§ **Document section**:
LEU v. STATE
251 P.3d 363 (2011)
Byron R. LEU, Appellant,
STATE of Alaska, Appellee.
Court of Appeals of Alaska.
April 8, 2011.
Alexandra Foote-Jones, Assistant Public Defender, and Quinlan Steiner, Public Defender, Anchorage, for the Appellant.
Ann B. Black, Assistant Attorney General, Office of Special Prosecutions and Appeals, Anchorage, and Daniel S. Sullivan, Attorney General, Juneau, for the Appellee.
Before: COATS, Chief Judge, and MANNHEIMER and BOLGER, Judges.
COATS, Chief Judge.
Byron R. Leu was convicted of fourth-degree domestic violence assault and sixth-degree misconduct involving a controlled substance.1 He argues that his assault was justified in defense of his daughter, and that the district court erred by refusing to instruct the jury on defense of a third person. He also argues that the domestic violence statutes are unconstitutionally vague on their face and as applied to him. For the reasons discussed below, we reject Leu’s claims and affirm his convictions.
Facts and proceedings
On May 23, 2008, Byron Leu was visiting his friend Kenneth Wehmeier. Leu had his eight-month-old daughter with him. The two men were drinking and “hanging out” as they often did. According to Wehmeier, he and Leu had previously been sexually involved, but that involvement had ended some five months earlier, when Leu met his girlfriend.

§ **Given material**:
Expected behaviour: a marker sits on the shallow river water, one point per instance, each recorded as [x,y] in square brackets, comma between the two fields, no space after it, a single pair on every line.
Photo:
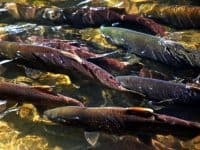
[25,129]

§ **Directions**:
a – In the Leu v. State opinion, how old was Leu's daughter when he visited Kenneth Wehmeier?
b – Please return the passage of the Leu v. State opinion starting at "LEU v. STATE" and ending at "for the Appellant.", copied word for word.
c – Resume the Leu v. State opinion after its final sentence.

§ **Responses in order**:
a – She was eight months old.

b –
LEU v. STATE
251 P.3d 363 (2011)
Byron R. LEU, Appellant,
STATE of Alaska, Appellee.
Court of Appeals of Alaska.
April 8, 2011.
Alexandra Foote-Jones, Assistant Public Defender, and Quinlan Steiner, Public Defender, Anchorage, for the Appellant.

c –
At some point during this visit Wehmeier made remarks that angered Leu. Wehmeier testified that Leu chased him into the kitchen and pushed him into some cabinets, causing the shelves and their contents to spill to the floor. Leu then held Wehmeier around the neck and punched him in the face several times.
Wehmeier testified that after this assault he called 911 and Leu called his girlfriend to come pick him up. During the three or four minutes it took the police to arrive, Wehmeier tried to get Leu to leave, kicking him in the legs in an effort to get him out the door. Leu refused to leave, telling Wehmeier he was waiting for his girlfriend and that he did not want to wait outside with the baby.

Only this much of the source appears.